[[ Excerpt to read, beginning ]]

Stocks across industries are sinking, and a new bear market began this week. But some of the shares that are taking a hit today may not show many battle scars from the coronavirus outbreak when earnings season rolls around. The coronavirus outbreak started in China in January and has since spread globally, turning into a pandemic and resulting in more than 137,000 cases.

With the outbreak affecting the world, the impact on companies has gone beyond just those that have business in China or rely on tourism. Though most every company and sector will feel the pressure, (AMZN 0.90%), Campbell Soup Co. (CPB 1.04%), and Netflix (NFLX -0.31%) may weather the coronavirus storm better than others -- and might even see a boost to revenue.

Packaged foods including pasta, oil, and canned goods are shown on a wooden surface.

Image: Getty Images.

[[ Excerpt to read, end ]]

> **What to do**
(A) Rewrite the paragraph of the stock market article that begins "Stocks across industries are sinking" as a short bulleted list that keeps its main facts.
(B) Write the next part of the stock market article, picking up after its final line.

[[ Records provided, beginning ]]

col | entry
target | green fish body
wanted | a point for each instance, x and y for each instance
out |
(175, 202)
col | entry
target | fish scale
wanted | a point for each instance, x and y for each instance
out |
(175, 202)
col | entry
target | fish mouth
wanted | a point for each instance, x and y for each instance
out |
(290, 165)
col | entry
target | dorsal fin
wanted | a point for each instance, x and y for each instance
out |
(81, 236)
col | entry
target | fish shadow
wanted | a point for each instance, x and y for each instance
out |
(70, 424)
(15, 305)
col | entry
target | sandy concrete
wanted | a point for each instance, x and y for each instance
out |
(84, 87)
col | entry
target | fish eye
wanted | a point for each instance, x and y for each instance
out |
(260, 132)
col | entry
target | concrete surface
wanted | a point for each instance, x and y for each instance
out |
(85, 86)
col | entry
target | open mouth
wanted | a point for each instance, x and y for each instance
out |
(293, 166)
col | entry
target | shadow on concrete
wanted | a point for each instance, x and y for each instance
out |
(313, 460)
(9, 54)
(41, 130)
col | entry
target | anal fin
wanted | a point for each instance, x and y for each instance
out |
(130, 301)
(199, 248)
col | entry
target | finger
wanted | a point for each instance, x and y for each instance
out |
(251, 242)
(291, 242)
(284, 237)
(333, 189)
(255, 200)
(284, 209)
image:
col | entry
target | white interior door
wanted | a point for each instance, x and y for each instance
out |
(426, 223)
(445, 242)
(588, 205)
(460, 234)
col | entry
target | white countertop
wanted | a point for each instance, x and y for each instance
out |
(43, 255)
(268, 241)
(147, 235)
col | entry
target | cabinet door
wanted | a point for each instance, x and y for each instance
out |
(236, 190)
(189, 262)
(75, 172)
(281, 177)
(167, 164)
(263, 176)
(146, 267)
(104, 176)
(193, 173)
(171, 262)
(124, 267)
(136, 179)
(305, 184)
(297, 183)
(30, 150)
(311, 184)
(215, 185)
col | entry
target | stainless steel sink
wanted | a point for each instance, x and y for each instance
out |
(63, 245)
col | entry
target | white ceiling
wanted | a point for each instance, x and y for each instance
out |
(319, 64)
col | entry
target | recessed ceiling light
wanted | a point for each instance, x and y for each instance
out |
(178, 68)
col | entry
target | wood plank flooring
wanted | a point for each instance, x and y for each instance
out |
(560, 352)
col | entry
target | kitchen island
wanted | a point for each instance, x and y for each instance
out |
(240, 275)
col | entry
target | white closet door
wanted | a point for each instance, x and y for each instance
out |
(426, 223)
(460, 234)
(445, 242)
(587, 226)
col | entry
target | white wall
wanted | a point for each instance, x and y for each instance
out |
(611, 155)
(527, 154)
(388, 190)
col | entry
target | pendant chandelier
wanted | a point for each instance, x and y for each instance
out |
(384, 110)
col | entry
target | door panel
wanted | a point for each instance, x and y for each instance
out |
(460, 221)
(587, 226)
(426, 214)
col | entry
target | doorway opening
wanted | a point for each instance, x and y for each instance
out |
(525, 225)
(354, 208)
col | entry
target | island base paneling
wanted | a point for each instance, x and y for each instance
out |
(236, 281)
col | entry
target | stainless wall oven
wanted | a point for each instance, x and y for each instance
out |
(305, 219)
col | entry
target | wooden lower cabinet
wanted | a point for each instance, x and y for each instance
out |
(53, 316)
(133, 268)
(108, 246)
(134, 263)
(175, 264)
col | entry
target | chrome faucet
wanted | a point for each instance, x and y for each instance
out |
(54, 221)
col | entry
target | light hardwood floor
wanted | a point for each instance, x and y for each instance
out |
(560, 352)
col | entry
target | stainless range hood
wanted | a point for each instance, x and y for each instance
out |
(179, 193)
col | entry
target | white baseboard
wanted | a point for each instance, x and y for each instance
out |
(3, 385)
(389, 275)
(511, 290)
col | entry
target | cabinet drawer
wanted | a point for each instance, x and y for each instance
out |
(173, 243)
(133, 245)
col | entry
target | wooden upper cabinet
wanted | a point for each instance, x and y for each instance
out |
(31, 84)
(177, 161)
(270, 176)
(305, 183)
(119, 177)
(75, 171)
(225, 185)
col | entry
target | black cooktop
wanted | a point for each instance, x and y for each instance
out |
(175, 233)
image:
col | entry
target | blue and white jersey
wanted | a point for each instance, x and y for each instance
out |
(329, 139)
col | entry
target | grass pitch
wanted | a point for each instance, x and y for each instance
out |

[[ Records provided, end ]]

> **Answers for the tasks**
(A)
- Stocks across industries are falling, and a new bear market began this week.
- Some shares taking a hit now may show few battle scars from the coronavirus outbreak by earnings season.
- The outbreak began in China in January and has spread globally.
- It has become a pandemic, with more than 137,000 cases.

(B)
Here's why:

1. Amazon

The retail giant can hardly keep up with demand as shoppers load up on necessities. For at least a week, a message on Amazon's website has said higher-than-usual demand is weighing on delivery times and supply. Shoppers, seeking to avoid possible exposure to coronavirus, are avoiding stores and instead buying online. While the frenzy may create some strain on Amazon's processing, it also means it will bring in more orders and revenue. Prior to the crisis, Amazon's first-quarter net sales growth forecast already was bright, with expectations for a gain of 16% to 22%. Will this flood of orders lift sales to the high end of the forecast or beyond?

It's possible, but even without an extra boost, Amazon's growth prospects make it a stock to buy. Amazon's shares are down 9% this year, leaving room for 43% upside from here, according to Wall Street. On March 12, the price-to-earnings ratio dropped to 72.86, the lowest since September.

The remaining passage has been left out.